▶ _Text under study_:

[Start of section]

There were a couple of things that I noticed in this survey data that actually piqued my interest. One was the most common symptom (based on the current DSM criteria) mentioned was emptiness (92.9%), not emotional instability. While unstable relationships was very high on the list, even higher was the “self image” aspects of BPD – emptiness and questions of identity. Personally, as someone who has for several years paid devotion to the “altar” of DBT, those aspects are not as noted within the clinical framework that is DBT. In fact, the idea of “systems-level” issues (emotional system, impulse control system) seems to be the most common way of approaching BPD, once you get out of the psychoanalytic backwater and into the CBT/DBT state of the art. Yet, these self-reporting people with BPD report emptiness and questions of identity as the most common symptoms (at 92.9% and 91.8% respectively)  and relationship-based issues (fear of abandonment, unstable relationships) in a close second (each at 91.8%). I guess I am wondering then if a name change to “emotional regulation disorder”, while it is certain much less stigmatizing than BPD, would actually capture the crux of the issue? And what would instead? Frankly, I don’t really think the name matters all that much (if the stigma was expunged).

What further got me interested in this data was the biographical data. Of 646 included responses (1,186 were excluded), 88.5% of the population was female, 88.7% was Caucasian, the mean age was 36 (the median 35) and 45.2% of the respondents were single/never been married (with over 18% in the divorced or separated category). So what we have here is a group of white, 30-something women who are generally not married or not attached to another person – and almost half have NEVER been so attached, even though their biological clock is ticking (at 36). Plus, they feel empty and have unstable relationships and fear people will leave them. Granted, I am making assumptions based on this data and I am generalizing and “averaging the averages” at some level, but if this is the picture of a borderline person, it makes sense as to why she would be angry and fearful and shameful.

[End of section]

▶ _Work order 1_: Repeat the portion of the passage on the BPD survey starting at "What further got" and ending at "fearful and shameful.".
▶ _Work order 2_: In the passage on the BPD survey, which symptom did respondents mention most often, and at what percentage?
▶ _Work order 3_: Resume the passage on the BPD survey from the point at which it stops.
The items that follow have no connection to the passage on the BPD survey.

▶ _Given data_:
[Start of section]

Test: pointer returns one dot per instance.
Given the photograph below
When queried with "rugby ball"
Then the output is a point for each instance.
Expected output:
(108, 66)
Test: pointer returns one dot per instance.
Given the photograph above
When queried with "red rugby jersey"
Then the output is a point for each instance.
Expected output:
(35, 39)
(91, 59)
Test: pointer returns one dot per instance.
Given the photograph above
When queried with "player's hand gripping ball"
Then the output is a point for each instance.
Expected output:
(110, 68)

[End of section]

▶ _Answer space 1_:
What further got me interested in this data was the biographical data. Of 646 included responses (1,186 were excluded), 88.5% of the population was female, 88.7% was Caucasian, the mean age was 36 (the median 35) and 45.2% of the respondents were single/never been married (with over 18% in the divorced or separated category). So what we have here is a group of white, 30-something women who are generally not married or not attached to another person – and almost half have NEVER been so attached, even though their biological clock is ticking (at 36). Plus, they feel empty and have unstable relationships and fear people will leave them. Granted, I am making assumptions based on this data and I am generalizing and “averaging the averages” at some level, but if this is the picture of a borderline person, it makes sense as to why she would be angry and fearful and shameful.

▶ _Answer space 2_: Emptiness, at 92.9%.

▶ _Answer space 3_:
Recently, I started working with several men who want to get their BPD girlfriends back. And the picture of a thirty-something, white, never-before-married woman with BPD has arisen in several of these cases. That got me thinking about this person with BPD and how she must feel about her life. Here she is: empty, sad, distrusting, childless (when her friends probably have kids), unmarried (no one will truly love her), with a history of broken relationships thrown aside (if it doesn’t work out I’ll feel horrible, best to end it now). I rarely see a non-BPD man in a relationship with such a woman who actually thinks about how it must feel to be in her shoes. I think it would be quite beneficial to the men in the lives of these women with BPD to consider how it feels to be in that situation – empty, unmarried, childless, in your mid-30s, etc. I think if one were really to ponder and meditate on what that must feel like, the behavior might become less confusing and more compassion could flow into the relationship.

3 Comments

  • JudyT

    You hit the nail on the head. I am female, caucasian, never married, and no children, but I am now 55. I am still suicidal on occasion, but for the most part I have learned to live with very few friends and have no desire for a sexual relationship, though it was a huge part of my life until I was about 40. I have definitely become more antisocial, but don’t mind it as much as I used to.

  • Mitchell Stevens

    I think it was a brilliant insight when you said:

    “That got me thinking about this person with BPD and how she must feel about her life. Here she is: empty, sad, distrusting, childless (when her friends probably have kids), unmarried (no one will truly love her), with a history of broken relationships thrown aside (if it doesn’t work out I’ll feel horrible, best to end it now).”

    Although I’m male, if you change the gender pronouns in your statement, it fits me perfectly. As I sit in a coffee shop reading your blog and writing this comment, I’m looking at all the couples and feeling…broken, flawed, alone, sad…

    And it’s those feelings that fuel the irrational behavior others observe in me.